• _Exercise objective_:
Please say how many lines below include the word "clip", with nothing beyond the number.
____________
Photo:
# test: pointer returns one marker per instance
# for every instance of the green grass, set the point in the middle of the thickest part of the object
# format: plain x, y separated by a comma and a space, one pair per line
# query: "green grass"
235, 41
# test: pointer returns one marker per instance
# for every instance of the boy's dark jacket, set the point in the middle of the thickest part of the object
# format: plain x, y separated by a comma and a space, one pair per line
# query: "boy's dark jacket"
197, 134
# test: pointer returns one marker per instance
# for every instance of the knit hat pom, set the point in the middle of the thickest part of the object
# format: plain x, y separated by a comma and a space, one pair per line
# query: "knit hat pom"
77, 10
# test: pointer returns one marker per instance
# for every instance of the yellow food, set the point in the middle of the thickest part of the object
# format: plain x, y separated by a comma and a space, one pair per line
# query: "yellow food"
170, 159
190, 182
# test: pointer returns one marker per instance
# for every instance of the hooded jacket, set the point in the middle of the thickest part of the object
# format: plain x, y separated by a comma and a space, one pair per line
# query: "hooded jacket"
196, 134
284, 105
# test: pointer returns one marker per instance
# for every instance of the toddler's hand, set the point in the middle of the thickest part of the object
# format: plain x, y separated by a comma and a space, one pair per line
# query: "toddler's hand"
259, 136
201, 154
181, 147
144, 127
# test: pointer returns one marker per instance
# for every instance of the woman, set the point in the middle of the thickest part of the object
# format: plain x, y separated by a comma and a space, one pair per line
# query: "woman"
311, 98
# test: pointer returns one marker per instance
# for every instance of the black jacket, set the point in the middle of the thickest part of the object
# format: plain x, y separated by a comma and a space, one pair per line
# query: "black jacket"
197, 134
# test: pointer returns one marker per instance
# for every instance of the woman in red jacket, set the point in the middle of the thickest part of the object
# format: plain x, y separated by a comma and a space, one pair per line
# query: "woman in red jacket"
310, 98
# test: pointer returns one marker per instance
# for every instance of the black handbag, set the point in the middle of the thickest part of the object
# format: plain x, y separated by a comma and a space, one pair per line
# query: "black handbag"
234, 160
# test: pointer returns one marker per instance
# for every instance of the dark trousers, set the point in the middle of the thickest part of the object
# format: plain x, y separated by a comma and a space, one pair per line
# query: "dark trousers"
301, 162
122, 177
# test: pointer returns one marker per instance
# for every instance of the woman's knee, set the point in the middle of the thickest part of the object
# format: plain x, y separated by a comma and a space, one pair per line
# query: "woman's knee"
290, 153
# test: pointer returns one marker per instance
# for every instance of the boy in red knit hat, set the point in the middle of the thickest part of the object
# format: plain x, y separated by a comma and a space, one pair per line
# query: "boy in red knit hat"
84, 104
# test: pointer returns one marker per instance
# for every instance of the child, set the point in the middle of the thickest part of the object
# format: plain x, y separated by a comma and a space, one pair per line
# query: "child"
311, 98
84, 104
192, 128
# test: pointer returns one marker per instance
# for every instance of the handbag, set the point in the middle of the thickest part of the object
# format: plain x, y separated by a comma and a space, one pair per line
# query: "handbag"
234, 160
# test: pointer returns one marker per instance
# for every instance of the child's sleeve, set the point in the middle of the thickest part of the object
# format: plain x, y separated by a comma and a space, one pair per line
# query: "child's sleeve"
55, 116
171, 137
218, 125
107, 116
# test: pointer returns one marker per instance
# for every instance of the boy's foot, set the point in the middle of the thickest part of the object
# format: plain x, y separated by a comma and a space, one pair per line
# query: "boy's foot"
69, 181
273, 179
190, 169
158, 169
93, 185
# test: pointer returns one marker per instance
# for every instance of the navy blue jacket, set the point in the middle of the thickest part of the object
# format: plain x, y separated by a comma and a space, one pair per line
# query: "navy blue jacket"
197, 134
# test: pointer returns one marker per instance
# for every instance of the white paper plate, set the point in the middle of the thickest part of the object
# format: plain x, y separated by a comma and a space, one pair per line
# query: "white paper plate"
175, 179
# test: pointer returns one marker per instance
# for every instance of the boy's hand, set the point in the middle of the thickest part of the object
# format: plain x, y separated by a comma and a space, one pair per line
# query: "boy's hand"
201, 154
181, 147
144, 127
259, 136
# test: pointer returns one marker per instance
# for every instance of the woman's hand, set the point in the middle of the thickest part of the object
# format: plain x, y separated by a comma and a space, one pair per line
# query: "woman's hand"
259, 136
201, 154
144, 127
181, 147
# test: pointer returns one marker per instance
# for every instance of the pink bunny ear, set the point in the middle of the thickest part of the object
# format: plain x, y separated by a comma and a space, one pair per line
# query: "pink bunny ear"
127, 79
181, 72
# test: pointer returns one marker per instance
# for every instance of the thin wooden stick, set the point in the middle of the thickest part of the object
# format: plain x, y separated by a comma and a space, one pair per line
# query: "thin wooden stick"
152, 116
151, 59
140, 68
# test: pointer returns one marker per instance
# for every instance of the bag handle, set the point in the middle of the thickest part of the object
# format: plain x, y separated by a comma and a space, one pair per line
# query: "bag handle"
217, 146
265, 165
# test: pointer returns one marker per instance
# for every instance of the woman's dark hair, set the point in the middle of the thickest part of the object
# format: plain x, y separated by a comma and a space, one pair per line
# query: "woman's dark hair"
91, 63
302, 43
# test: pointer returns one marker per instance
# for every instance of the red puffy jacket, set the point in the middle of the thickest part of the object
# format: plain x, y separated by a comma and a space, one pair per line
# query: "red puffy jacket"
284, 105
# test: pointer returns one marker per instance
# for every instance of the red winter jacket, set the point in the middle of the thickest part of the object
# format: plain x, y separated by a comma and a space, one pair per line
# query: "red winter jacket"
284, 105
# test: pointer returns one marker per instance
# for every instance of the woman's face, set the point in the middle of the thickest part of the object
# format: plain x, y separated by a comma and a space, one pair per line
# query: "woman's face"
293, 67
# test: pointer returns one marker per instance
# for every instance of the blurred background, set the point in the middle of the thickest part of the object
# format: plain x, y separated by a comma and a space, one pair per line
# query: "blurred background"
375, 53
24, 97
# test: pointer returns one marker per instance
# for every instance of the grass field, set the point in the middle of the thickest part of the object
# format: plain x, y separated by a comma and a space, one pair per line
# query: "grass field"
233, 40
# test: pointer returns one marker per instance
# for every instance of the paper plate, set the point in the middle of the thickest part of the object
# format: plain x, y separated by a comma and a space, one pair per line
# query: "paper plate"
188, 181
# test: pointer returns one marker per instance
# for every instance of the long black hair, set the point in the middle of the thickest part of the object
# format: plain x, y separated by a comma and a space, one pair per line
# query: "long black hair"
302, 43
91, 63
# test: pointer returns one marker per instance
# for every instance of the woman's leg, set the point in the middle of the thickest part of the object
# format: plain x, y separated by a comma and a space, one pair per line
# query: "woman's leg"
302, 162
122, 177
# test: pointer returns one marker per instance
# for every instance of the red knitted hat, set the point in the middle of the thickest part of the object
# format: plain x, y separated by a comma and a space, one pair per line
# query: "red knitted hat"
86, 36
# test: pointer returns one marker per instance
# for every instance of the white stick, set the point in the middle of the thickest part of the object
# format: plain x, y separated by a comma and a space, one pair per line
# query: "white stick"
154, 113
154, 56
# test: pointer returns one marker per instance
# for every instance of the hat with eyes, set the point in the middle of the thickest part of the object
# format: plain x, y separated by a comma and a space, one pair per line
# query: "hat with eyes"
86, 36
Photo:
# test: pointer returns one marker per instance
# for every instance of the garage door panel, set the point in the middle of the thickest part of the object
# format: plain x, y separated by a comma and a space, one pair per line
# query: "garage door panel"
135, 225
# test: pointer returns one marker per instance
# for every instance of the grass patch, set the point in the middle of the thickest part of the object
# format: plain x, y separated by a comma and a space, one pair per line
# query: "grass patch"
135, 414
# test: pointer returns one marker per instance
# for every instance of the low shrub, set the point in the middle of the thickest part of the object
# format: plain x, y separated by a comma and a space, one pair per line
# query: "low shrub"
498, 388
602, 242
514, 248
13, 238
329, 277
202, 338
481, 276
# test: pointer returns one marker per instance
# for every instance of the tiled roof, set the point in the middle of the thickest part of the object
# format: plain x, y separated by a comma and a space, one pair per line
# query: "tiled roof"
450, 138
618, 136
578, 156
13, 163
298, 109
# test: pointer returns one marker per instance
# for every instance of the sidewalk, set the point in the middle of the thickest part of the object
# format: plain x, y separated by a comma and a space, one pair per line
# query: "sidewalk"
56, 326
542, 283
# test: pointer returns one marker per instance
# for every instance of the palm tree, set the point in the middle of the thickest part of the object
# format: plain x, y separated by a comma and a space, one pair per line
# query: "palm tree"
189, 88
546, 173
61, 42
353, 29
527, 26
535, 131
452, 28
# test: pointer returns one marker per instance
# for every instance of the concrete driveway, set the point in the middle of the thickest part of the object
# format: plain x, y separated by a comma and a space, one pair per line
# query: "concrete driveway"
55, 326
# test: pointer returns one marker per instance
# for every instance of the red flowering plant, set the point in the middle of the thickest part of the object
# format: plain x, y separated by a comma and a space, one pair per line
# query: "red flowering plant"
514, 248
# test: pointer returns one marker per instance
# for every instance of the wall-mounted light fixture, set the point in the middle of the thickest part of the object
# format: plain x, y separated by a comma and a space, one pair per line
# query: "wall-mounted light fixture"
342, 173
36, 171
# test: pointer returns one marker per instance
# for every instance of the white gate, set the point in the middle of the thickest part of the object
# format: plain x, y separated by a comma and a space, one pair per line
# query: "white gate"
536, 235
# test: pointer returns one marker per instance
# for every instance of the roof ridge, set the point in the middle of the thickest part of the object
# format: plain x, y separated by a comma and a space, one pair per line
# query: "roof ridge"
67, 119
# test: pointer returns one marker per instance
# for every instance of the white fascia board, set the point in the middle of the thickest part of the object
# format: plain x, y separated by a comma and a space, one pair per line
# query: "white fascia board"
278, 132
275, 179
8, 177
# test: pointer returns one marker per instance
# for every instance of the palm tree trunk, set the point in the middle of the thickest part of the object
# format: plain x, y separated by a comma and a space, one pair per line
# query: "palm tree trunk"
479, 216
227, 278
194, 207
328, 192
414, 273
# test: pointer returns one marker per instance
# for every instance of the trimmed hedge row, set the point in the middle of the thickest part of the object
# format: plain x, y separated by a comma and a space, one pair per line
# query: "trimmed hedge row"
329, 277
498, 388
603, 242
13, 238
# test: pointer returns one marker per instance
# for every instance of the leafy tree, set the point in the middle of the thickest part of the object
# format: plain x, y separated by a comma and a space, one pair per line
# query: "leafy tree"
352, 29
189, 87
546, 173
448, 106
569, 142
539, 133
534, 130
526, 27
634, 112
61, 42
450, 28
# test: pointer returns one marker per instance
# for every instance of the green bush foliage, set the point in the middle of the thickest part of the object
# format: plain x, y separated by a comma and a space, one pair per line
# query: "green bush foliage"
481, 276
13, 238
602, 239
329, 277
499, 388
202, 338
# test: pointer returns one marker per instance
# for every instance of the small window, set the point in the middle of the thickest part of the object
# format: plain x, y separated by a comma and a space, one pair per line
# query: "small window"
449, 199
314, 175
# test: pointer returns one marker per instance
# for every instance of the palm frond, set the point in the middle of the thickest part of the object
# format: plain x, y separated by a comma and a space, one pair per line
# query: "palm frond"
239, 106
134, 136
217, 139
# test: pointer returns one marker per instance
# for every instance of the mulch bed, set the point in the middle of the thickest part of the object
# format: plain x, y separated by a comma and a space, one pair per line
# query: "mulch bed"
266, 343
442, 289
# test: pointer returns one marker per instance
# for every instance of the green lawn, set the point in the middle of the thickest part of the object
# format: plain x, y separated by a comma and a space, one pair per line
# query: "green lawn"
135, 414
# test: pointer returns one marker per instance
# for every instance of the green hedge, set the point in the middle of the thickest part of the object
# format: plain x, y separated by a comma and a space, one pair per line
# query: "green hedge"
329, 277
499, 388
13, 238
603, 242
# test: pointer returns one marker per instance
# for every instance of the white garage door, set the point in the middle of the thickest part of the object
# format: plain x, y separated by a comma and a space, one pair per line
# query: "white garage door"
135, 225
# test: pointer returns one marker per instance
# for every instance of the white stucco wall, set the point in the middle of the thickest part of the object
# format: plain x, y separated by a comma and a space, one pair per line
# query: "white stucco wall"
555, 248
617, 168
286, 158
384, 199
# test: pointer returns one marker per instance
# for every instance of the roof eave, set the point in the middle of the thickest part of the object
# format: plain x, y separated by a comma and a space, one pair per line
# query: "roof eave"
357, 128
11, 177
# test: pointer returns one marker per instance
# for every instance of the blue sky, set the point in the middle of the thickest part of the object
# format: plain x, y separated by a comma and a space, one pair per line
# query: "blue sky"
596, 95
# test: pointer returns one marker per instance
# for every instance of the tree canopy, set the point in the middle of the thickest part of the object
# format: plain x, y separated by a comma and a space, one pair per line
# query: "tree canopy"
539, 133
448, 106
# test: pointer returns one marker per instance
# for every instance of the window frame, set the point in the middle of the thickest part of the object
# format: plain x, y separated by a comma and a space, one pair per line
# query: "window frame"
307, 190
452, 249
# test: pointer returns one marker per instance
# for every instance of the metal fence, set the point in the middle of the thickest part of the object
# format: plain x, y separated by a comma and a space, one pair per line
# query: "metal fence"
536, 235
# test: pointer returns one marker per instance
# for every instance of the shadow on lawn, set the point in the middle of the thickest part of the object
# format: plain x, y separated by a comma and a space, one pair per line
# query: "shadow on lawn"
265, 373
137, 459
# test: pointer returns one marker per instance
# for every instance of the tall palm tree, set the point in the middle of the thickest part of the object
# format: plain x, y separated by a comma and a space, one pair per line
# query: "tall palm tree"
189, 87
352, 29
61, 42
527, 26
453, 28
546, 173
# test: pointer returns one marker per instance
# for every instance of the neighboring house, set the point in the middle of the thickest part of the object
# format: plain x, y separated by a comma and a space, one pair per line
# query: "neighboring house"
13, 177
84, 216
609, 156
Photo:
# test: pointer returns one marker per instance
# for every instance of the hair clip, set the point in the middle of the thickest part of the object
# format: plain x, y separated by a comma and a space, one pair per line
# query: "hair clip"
____________
• _Finished exercise_:
2